▸ **Exercise tasks**:
1 – In the article on Jordan's women's soccer team, retype the passage from "Image by Jake SimkinImage" to "best thing going.".
2 – Render this sentence from the article on Jordan's women's soccer team in Spanish: "They're the women's soccer team of Jordan, and if they can reach the 2015 World Cup in Canada, the effect might be incalculable."
3 – Carry on the article about Jordan's women's soccer team from its final sentence.

▸ **Given passage**:
------------------------------

Image by Jake SimkinImage by Jake Simkin
BY: CHUCK CULPEPPER
AMMAN, Jordan -- Root for them. Do it. Add them to the teams you follow ardently, the teams you follow occasionally, the teams you follow randomly when you're aimless on the Internet.
They have untold guts, an unusual chance at real historic significance and the unlimited appeal of demonstrating that the human will to play a game might just trump bigger forces, such as culture. Circle the planet at this moment, and they might be just about the best thing going.
They're the women's soccer team of Jordan, and if they can reach the 2015 World Cup in Canada, the effect might be incalculable. They would become the first Arab or Middle Eastern team to reach a Women's World Cup, and imagine the impression on generations of girls seeking big dreams and good health.
Actually, you don't have to imagine much, because Jordan, just for one country, has established grassroots programs for teen-aged girls. Rema Ramounieh oversees them nowadays and calls their pupils "lucky." Ask her how these days compare to the last generation, and she says, "Actually, we didn't have a last generation."

------------------------------

▸ **Supplied records**:
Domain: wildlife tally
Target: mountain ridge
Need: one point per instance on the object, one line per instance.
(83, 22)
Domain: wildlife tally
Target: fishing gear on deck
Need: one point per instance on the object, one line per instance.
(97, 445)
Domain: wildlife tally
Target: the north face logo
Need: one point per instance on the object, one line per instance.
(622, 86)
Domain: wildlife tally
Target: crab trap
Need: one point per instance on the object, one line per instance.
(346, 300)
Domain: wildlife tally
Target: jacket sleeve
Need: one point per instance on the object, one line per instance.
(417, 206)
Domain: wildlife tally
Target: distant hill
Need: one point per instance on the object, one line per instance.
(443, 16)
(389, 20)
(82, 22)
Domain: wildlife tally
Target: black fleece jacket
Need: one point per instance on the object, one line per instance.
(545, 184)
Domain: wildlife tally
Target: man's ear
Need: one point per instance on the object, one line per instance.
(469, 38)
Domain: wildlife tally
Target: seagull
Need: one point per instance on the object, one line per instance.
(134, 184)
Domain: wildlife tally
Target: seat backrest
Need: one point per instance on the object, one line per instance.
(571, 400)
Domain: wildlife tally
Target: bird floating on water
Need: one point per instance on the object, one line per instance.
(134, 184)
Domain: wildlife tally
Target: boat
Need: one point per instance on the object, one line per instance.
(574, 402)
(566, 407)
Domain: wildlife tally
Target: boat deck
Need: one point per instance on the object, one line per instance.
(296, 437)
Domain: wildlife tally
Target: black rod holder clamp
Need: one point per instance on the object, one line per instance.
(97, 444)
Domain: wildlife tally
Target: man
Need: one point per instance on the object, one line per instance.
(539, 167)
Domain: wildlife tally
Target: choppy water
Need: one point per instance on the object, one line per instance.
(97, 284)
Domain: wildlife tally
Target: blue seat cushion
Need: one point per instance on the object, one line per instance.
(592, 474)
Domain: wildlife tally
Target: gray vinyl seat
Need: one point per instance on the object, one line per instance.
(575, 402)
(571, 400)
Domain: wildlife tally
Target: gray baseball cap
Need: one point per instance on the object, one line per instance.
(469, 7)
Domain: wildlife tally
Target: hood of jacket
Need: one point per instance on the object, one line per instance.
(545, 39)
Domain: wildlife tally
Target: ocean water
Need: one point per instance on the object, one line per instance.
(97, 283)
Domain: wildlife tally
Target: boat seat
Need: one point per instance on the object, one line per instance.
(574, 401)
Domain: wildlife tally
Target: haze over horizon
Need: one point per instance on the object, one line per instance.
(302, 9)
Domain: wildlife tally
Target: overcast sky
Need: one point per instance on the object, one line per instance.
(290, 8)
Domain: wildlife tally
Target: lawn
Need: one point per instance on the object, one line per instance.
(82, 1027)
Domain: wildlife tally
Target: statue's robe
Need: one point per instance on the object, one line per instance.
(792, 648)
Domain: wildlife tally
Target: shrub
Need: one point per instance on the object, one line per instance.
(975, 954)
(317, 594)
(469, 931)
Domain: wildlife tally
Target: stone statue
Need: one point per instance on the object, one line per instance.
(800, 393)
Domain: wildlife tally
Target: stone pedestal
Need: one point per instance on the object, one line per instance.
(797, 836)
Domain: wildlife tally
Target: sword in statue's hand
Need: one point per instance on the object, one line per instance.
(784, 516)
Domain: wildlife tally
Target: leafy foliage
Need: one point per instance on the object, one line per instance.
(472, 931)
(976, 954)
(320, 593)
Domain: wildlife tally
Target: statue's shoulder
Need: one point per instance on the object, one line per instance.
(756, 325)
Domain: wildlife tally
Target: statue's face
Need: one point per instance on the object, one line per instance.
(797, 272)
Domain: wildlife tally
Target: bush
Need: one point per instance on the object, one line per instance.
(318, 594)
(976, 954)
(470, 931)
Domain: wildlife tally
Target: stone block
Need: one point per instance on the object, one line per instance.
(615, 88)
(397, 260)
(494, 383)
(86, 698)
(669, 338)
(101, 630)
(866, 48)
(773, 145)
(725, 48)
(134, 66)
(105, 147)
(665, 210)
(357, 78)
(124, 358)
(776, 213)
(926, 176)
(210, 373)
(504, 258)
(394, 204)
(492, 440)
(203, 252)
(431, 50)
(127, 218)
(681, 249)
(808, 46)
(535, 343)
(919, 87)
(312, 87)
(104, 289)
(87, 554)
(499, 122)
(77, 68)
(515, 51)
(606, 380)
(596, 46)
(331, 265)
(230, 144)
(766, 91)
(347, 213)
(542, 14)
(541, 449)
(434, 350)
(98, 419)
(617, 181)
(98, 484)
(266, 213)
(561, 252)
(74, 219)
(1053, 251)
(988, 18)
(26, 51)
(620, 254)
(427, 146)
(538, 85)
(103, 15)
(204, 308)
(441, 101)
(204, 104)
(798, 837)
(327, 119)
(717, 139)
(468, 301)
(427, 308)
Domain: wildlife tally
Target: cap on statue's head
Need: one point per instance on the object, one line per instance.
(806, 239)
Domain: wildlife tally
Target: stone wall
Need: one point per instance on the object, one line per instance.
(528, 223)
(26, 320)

------------------------------

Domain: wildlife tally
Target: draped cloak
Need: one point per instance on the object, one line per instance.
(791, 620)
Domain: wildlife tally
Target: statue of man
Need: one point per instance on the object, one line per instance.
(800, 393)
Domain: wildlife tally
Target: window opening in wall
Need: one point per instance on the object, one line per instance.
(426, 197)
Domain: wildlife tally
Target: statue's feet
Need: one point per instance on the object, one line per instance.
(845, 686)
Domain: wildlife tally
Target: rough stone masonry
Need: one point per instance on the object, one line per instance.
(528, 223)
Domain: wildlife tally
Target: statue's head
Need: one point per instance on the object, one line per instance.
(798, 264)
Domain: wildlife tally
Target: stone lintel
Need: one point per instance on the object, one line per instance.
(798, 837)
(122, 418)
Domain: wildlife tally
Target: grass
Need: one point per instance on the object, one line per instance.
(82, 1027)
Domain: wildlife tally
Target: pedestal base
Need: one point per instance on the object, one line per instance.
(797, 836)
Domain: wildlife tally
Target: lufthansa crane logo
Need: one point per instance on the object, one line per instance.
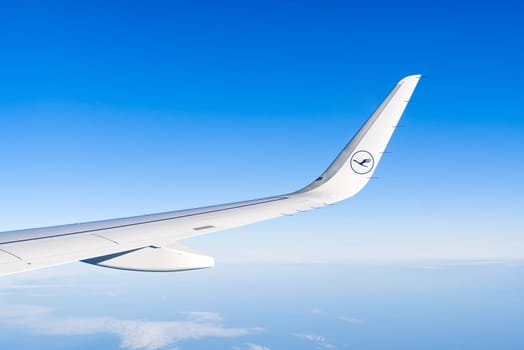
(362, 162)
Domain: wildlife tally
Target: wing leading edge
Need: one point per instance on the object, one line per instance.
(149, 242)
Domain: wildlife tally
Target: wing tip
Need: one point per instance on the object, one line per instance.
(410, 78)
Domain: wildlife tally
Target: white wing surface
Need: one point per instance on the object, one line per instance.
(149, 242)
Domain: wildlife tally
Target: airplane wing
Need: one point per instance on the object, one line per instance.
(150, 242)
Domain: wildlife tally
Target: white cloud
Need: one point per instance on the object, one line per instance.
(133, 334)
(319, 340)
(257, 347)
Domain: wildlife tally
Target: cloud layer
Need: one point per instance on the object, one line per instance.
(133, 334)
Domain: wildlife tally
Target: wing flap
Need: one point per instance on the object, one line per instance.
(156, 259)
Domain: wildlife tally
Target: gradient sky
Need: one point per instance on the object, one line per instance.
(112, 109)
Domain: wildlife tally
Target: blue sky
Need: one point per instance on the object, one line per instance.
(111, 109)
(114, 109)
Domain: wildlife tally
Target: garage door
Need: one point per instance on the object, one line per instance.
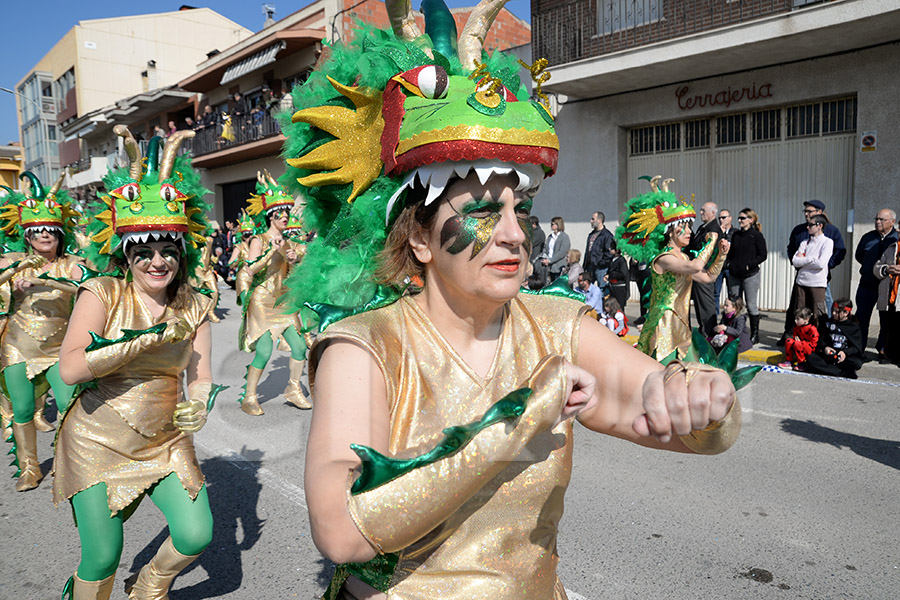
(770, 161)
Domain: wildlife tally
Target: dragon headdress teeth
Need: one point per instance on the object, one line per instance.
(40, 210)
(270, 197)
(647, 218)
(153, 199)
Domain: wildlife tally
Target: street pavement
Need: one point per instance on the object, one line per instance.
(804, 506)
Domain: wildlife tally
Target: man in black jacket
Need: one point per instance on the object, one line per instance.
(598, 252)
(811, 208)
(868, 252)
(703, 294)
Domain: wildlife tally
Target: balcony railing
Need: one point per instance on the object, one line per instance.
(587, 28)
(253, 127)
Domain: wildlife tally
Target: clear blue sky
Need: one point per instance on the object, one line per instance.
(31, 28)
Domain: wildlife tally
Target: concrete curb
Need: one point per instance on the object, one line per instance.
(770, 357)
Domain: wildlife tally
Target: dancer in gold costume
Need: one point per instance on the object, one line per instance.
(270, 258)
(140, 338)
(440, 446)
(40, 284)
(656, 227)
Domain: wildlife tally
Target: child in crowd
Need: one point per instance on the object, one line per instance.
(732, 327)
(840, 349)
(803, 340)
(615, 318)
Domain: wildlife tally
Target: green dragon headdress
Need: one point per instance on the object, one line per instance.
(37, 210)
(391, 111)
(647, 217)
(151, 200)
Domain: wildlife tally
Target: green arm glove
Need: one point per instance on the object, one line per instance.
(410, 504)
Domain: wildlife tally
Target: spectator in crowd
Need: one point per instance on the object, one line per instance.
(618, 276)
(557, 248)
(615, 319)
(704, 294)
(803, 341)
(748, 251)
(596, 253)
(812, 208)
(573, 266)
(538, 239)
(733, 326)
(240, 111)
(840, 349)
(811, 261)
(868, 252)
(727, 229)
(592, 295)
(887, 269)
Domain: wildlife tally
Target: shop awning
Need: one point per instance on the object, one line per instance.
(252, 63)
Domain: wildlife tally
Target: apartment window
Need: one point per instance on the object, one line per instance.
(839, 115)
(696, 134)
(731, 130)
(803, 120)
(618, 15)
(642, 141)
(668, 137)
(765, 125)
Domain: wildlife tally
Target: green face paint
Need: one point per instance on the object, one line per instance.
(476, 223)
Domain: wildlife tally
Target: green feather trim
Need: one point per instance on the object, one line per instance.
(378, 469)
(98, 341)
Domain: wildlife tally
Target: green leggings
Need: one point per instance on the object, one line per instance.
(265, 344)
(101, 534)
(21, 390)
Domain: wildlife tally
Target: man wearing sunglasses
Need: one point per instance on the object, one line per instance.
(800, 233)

------------------------------

▸ **Final answers**:
1 –
Image by Jake SimkinImage by Jake Simkin
BY: CHUCK CULPEPPER
AMMAN, Jordan -- Root for them. Do it. Add them to the teams you follow ardently, the teams you follow occasionally, the teams you follow randomly when you're aimless on the Internet.
They have untold guts, an unusual chance at real historic significance and the unlimited appeal of demonstrating that the human will to play a game might just trump bigger forces, such as culture. Circle the planet at this moment, and they might be just about the best thing going.

2 – Son la selección femenina de fútbol de Jordania, y si logran llegar al Mundial de 2015 en Canadá, el efecto podría ser incalculable.

3 –
They began only in 2005 when, Ramounieh said, "It was 35 players in the whole of Jordan. We were really so happy that we had a national team … At that time, nobody knew anything about women's football."
With Ramounieh as goalkeeper and captain, positions she would hold until retiring after this momentous June, the fledgling Jordan team up and won the West Asian Football Federation tournament and, she said, "saw that we had a future."
The future found a hilt in June in Amman when, for the first time, Jordan qualified for the Asian Cup, which in May, 2014, will funnel five teams toward Canada. They did so in Jordan, on Jordanian TV. They did so in an environment that shows a fresh generation, thinking freshly about these matters.
"That's for sure," Ramounieh said. "Yeah, I see that back in past generations, it's quite difficult, because people in the past used to think we're not allowed to play football, and football is not for women. Now we find 25-year-old Jordanian men come and watch. They really respect us, and we see now our friends, our family, everybody coming to watch us."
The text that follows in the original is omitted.